Start of The data

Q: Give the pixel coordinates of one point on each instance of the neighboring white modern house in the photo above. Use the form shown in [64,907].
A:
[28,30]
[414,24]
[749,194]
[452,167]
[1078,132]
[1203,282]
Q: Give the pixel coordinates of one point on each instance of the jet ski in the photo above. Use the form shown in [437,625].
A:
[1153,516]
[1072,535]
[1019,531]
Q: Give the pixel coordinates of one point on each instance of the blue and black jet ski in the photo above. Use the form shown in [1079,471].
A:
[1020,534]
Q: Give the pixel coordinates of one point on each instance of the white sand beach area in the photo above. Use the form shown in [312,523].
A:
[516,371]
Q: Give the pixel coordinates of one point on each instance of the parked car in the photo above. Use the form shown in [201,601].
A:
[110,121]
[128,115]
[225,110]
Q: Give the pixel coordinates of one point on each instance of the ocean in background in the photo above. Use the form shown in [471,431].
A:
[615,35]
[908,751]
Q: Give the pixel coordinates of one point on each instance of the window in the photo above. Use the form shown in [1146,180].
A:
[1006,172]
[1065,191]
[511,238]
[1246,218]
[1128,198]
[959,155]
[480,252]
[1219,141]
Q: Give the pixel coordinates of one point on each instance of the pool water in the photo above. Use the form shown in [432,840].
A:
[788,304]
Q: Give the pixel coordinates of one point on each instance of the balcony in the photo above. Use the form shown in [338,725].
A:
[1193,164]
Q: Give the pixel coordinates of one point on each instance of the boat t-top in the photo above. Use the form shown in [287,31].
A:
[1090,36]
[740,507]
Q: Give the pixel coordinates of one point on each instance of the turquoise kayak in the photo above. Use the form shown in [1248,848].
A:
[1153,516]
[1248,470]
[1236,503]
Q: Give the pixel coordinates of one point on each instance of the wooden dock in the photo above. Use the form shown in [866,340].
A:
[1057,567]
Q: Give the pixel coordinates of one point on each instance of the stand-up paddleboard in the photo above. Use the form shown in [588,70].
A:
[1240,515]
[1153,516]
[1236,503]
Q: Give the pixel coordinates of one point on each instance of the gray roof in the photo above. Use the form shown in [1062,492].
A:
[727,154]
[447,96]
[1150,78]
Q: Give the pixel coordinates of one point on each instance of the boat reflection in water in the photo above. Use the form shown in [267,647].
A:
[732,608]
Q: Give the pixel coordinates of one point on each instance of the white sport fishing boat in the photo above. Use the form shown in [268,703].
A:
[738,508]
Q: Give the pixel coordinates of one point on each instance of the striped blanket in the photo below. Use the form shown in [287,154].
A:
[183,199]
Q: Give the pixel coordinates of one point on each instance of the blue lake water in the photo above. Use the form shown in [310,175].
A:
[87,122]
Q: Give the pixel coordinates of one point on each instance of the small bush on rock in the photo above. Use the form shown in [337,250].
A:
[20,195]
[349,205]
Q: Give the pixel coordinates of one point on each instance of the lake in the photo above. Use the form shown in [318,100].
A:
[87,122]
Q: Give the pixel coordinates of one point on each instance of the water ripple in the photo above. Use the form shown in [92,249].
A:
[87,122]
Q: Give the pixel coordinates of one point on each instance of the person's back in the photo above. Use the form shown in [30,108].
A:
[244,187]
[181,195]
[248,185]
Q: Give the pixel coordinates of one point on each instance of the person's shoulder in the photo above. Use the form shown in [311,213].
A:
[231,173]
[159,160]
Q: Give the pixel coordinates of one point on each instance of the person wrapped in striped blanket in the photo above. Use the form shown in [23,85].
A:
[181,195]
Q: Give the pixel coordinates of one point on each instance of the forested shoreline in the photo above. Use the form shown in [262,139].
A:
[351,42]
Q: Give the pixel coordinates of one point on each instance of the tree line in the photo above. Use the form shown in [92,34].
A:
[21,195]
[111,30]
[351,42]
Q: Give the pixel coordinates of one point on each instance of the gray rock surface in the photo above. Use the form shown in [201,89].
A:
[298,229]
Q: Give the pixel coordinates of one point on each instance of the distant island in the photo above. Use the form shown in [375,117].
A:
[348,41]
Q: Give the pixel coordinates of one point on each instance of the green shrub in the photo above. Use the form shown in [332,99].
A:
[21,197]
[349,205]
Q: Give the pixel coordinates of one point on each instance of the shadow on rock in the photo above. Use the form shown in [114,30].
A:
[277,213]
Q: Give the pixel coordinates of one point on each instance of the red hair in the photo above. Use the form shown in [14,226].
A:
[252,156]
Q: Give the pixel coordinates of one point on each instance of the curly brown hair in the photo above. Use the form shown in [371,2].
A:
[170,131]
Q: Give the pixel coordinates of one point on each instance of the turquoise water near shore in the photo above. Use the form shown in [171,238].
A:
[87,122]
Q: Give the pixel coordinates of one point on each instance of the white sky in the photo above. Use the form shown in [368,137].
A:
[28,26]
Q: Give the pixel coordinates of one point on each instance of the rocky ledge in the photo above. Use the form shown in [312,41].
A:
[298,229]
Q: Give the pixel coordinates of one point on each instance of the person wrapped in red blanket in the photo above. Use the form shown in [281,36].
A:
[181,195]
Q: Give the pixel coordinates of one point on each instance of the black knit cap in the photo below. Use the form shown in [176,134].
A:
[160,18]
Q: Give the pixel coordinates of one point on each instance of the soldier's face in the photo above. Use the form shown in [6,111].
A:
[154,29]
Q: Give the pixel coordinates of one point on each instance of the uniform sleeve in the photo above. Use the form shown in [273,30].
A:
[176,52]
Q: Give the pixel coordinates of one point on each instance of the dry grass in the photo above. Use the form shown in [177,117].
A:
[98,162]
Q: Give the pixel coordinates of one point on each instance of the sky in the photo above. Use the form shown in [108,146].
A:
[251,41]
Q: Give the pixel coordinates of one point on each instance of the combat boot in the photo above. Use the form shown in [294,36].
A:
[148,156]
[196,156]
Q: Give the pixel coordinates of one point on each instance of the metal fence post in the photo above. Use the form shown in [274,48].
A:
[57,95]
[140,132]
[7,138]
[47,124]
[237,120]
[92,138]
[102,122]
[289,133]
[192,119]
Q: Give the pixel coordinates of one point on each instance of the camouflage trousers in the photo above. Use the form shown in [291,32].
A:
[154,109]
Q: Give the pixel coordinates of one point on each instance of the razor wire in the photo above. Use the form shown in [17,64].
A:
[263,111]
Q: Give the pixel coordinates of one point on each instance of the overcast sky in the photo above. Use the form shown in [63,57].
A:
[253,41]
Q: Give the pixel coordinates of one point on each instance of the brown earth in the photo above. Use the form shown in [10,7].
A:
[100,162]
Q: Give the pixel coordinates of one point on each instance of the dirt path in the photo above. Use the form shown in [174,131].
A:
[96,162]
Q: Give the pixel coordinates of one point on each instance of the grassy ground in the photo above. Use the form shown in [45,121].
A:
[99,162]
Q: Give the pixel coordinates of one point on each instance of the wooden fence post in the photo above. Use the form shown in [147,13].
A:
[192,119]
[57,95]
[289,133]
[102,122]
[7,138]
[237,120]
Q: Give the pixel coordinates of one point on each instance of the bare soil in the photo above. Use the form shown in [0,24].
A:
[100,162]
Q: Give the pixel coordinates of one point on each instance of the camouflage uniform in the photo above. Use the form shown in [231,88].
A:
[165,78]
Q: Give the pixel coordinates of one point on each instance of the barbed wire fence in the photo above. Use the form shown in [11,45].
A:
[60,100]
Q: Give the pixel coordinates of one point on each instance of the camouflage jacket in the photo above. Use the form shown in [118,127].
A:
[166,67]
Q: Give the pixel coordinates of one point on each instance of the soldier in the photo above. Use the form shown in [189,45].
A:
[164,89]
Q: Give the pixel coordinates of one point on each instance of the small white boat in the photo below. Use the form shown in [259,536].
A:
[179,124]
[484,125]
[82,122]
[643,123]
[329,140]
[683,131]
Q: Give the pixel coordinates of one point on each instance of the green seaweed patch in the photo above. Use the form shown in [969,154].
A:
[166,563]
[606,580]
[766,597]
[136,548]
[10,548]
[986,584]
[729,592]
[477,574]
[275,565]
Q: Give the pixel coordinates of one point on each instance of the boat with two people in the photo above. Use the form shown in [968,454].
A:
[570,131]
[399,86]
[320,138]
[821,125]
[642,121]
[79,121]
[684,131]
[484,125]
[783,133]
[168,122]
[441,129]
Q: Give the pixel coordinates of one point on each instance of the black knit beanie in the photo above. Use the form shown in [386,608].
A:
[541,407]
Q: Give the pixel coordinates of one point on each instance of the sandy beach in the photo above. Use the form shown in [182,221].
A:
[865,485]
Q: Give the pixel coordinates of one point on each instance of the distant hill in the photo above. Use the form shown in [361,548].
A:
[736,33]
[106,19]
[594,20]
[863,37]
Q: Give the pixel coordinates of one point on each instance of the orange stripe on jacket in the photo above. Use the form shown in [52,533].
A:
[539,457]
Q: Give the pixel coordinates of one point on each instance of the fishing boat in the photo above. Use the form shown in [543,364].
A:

End of The data

Each line above where the word "white" occurs should be returned in full.

▸ **Exercise solution**:
Q: Give the pixel coordinates of one point on each instance of the neighboring white modern house in the photo above. Use the form shown in [64,907].
Q: Give the pixel coordinates of one point on each instance of the white sand beach area in the photo above. Use the form shown in [312,523].
Q: Give the pixel coordinates of one point on each instance of the white sport fishing boat in the photo above. Use the form shown in [268,703].
Q: Give the pixel coordinates of one point on each instance of the white sky in the photo above. Use the form shown in [368,137].
Q: Give the pixel coordinates of one point on each instance of the small white boat in the photo below. Use the form shown in [259,536].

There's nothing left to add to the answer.